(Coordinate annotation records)
====

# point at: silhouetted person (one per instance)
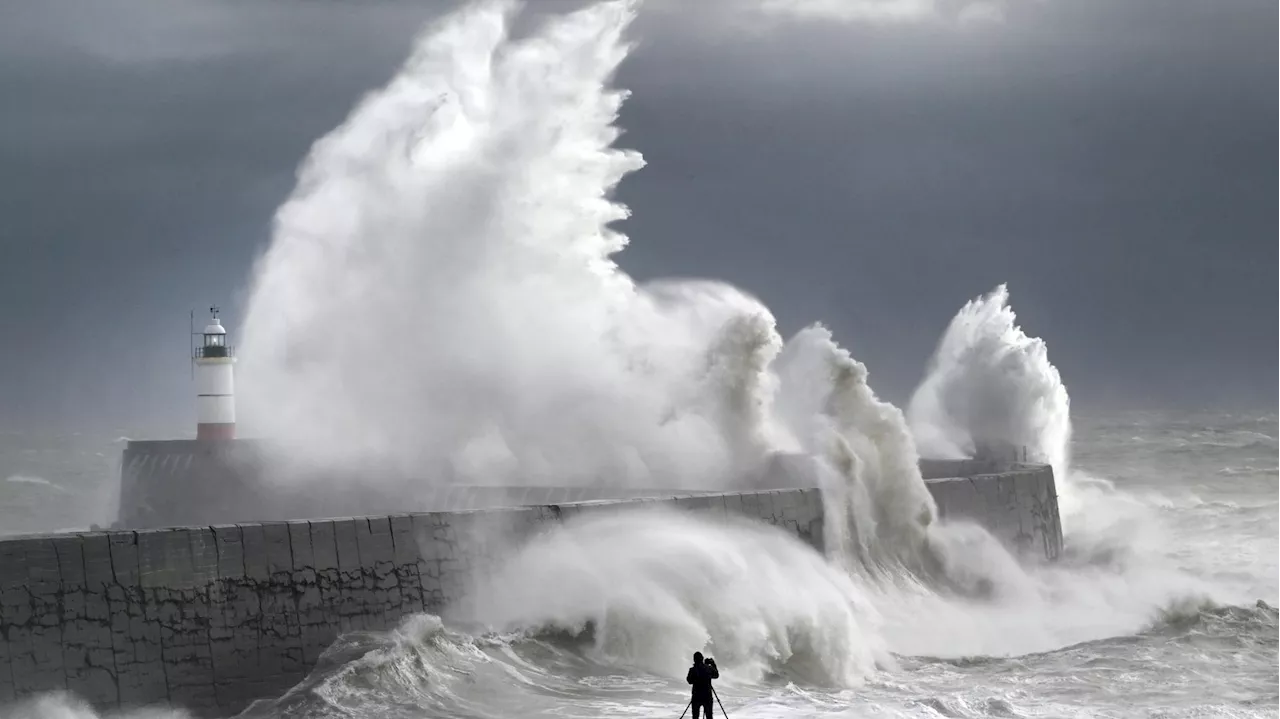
(700, 676)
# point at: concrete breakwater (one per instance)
(209, 618)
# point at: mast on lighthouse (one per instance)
(215, 383)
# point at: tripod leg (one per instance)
(718, 701)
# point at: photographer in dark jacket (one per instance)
(700, 676)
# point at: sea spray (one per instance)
(644, 589)
(439, 300)
(991, 388)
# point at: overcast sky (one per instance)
(1115, 161)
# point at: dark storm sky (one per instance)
(1116, 163)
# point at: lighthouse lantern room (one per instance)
(215, 383)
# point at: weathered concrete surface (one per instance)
(210, 618)
(213, 617)
(186, 482)
(1018, 507)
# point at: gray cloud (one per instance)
(1112, 161)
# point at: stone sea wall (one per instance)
(211, 617)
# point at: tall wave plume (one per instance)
(991, 389)
(440, 300)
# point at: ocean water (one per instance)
(1153, 613)
(470, 201)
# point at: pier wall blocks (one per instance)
(213, 617)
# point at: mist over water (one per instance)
(440, 300)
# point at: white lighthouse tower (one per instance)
(215, 383)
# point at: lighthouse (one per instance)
(215, 383)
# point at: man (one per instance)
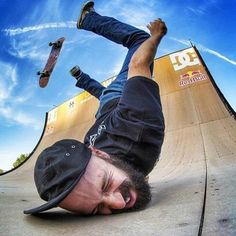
(106, 174)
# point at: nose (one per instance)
(114, 200)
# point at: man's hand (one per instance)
(157, 28)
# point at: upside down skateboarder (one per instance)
(106, 173)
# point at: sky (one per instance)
(26, 28)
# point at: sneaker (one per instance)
(87, 7)
(76, 72)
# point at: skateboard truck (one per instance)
(51, 62)
(56, 44)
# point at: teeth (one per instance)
(127, 200)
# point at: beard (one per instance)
(137, 182)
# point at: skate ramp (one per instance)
(193, 184)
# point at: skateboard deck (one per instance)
(51, 62)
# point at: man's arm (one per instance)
(144, 56)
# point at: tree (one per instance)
(20, 159)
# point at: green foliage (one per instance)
(20, 159)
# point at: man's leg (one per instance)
(85, 82)
(120, 33)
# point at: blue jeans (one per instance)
(120, 33)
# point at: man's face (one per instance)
(108, 186)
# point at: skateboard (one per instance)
(51, 62)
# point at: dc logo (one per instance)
(188, 57)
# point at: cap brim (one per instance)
(54, 202)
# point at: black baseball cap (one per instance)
(57, 170)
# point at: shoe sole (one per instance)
(86, 5)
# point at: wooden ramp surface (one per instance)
(193, 184)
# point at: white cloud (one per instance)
(16, 31)
(205, 49)
(203, 7)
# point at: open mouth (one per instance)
(129, 196)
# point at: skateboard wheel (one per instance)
(74, 70)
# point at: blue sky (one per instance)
(27, 26)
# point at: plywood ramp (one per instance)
(193, 184)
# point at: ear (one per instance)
(99, 153)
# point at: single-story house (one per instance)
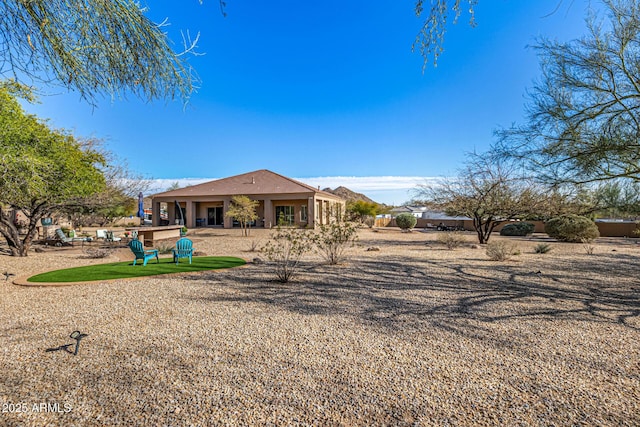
(281, 199)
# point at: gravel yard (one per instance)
(412, 334)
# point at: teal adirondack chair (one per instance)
(145, 255)
(184, 249)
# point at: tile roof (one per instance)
(251, 183)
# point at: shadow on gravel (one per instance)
(448, 295)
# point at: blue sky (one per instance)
(318, 90)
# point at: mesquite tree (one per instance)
(41, 171)
(488, 192)
(584, 113)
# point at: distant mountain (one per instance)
(349, 195)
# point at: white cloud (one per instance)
(391, 190)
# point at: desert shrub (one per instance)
(517, 229)
(588, 247)
(369, 221)
(572, 228)
(333, 239)
(406, 221)
(501, 251)
(285, 248)
(451, 239)
(254, 245)
(542, 248)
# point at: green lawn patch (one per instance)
(122, 270)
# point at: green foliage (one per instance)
(406, 221)
(333, 239)
(542, 248)
(572, 228)
(451, 239)
(92, 47)
(500, 251)
(243, 209)
(284, 249)
(41, 171)
(517, 229)
(125, 269)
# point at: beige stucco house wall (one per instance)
(206, 204)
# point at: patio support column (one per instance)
(268, 213)
(227, 221)
(311, 214)
(155, 213)
(191, 214)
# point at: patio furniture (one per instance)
(145, 255)
(64, 240)
(184, 249)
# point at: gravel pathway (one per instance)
(412, 334)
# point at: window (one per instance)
(284, 215)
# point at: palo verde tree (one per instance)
(243, 209)
(487, 191)
(41, 170)
(118, 198)
(93, 47)
(584, 114)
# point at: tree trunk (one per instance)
(11, 233)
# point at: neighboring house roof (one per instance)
(427, 214)
(251, 183)
(410, 209)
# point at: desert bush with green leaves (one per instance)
(406, 221)
(501, 251)
(285, 248)
(542, 248)
(517, 229)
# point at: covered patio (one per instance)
(281, 200)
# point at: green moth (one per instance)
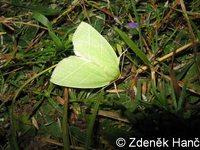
(94, 65)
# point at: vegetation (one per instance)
(156, 99)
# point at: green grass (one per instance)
(159, 94)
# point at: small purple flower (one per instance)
(132, 25)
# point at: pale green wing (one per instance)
(91, 45)
(79, 73)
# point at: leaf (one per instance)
(133, 46)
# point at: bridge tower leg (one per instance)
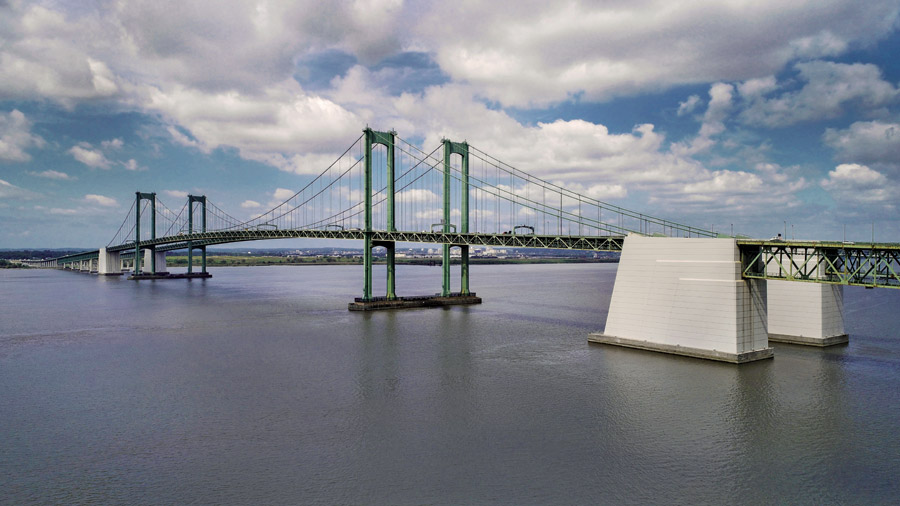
(137, 233)
(387, 140)
(138, 197)
(190, 231)
(462, 149)
(192, 199)
(686, 297)
(203, 226)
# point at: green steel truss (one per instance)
(172, 243)
(838, 263)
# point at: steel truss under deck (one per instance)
(839, 263)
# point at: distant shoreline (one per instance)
(256, 261)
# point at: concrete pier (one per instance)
(687, 297)
(806, 313)
(109, 263)
(437, 300)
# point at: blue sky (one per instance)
(749, 114)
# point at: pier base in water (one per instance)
(379, 303)
(686, 297)
(166, 275)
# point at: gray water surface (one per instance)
(259, 387)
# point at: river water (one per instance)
(259, 387)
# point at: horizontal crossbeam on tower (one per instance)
(839, 263)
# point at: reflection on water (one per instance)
(259, 386)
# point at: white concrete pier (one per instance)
(806, 313)
(160, 262)
(110, 263)
(687, 297)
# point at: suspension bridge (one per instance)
(383, 190)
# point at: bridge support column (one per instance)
(390, 259)
(110, 263)
(806, 313)
(464, 270)
(686, 297)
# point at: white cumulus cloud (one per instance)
(16, 137)
(52, 174)
(100, 200)
(866, 142)
(859, 184)
(93, 158)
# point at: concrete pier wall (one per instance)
(160, 261)
(806, 313)
(110, 263)
(686, 296)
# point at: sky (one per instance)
(759, 116)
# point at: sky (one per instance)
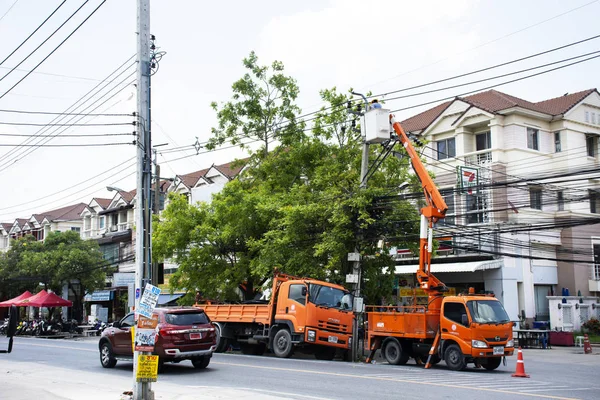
(380, 46)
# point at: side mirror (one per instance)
(464, 319)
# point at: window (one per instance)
(296, 294)
(557, 147)
(446, 148)
(590, 144)
(532, 139)
(454, 312)
(449, 199)
(560, 200)
(483, 141)
(475, 202)
(535, 198)
(594, 202)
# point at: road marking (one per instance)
(62, 347)
(307, 371)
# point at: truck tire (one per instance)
(282, 344)
(455, 360)
(394, 353)
(222, 343)
(492, 363)
(107, 358)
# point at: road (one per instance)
(45, 369)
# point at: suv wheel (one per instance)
(201, 363)
(107, 358)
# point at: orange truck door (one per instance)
(292, 305)
(455, 324)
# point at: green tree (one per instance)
(262, 108)
(62, 258)
(300, 209)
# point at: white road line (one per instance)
(541, 390)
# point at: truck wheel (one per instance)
(107, 358)
(222, 343)
(492, 363)
(454, 358)
(282, 344)
(325, 353)
(394, 354)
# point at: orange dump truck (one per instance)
(302, 312)
(457, 329)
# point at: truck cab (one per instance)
(474, 328)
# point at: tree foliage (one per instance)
(62, 258)
(262, 108)
(297, 207)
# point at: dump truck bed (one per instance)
(246, 313)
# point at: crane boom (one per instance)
(434, 210)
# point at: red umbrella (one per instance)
(15, 300)
(45, 299)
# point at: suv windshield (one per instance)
(330, 297)
(487, 311)
(195, 318)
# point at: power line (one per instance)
(54, 50)
(41, 44)
(31, 34)
(66, 136)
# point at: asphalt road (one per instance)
(43, 369)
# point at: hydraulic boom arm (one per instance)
(434, 210)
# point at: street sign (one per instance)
(353, 256)
(148, 300)
(147, 370)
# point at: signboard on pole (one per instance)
(147, 370)
(148, 301)
(145, 333)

====

Quote only the lines from the line containing "# point at: road marking (one per instance)" through the end of the entries, keeping the first and the last.

# point at: road marking (one per instance)
(62, 347)
(307, 371)
# point at: truck tire (one per instance)
(282, 344)
(455, 360)
(394, 353)
(222, 343)
(492, 363)
(107, 358)
# point at: road (one per instance)
(45, 369)
# point at: suv wheel (one per instance)
(201, 363)
(107, 358)
# point at: orange truck door (one per instance)
(292, 305)
(455, 324)
# point at: green tree (one per instance)
(262, 108)
(62, 258)
(300, 209)
# point at: white road line (one per instance)
(541, 390)
# point at: truck wheel (one per instance)
(107, 358)
(222, 343)
(492, 363)
(454, 358)
(282, 344)
(325, 353)
(394, 354)
# point at: orange dump truck (one per instance)
(302, 312)
(457, 329)
# point at: truck cab (one per instance)
(474, 328)
# point at: tree foliage (one per instance)
(62, 258)
(262, 108)
(297, 207)
# point at: dump truck bed (one per instance)
(246, 313)
# point at: crane boom (one per instance)
(434, 210)
# point at: red umbrella (one per instance)
(15, 300)
(45, 299)
# point at: suv windshield (one per instance)
(330, 297)
(487, 311)
(195, 318)
# point at: power line (one per instance)
(54, 50)
(41, 44)
(31, 34)
(66, 136)
# point at: asphalt road (one per instance)
(43, 369)
# point at: hydraulic boom arm (one per instance)
(434, 210)
# point at: street sign (one per instance)
(353, 256)
(148, 300)
(147, 370)
# point at: signboard on pole (one per instance)
(147, 370)
(148, 301)
(145, 333)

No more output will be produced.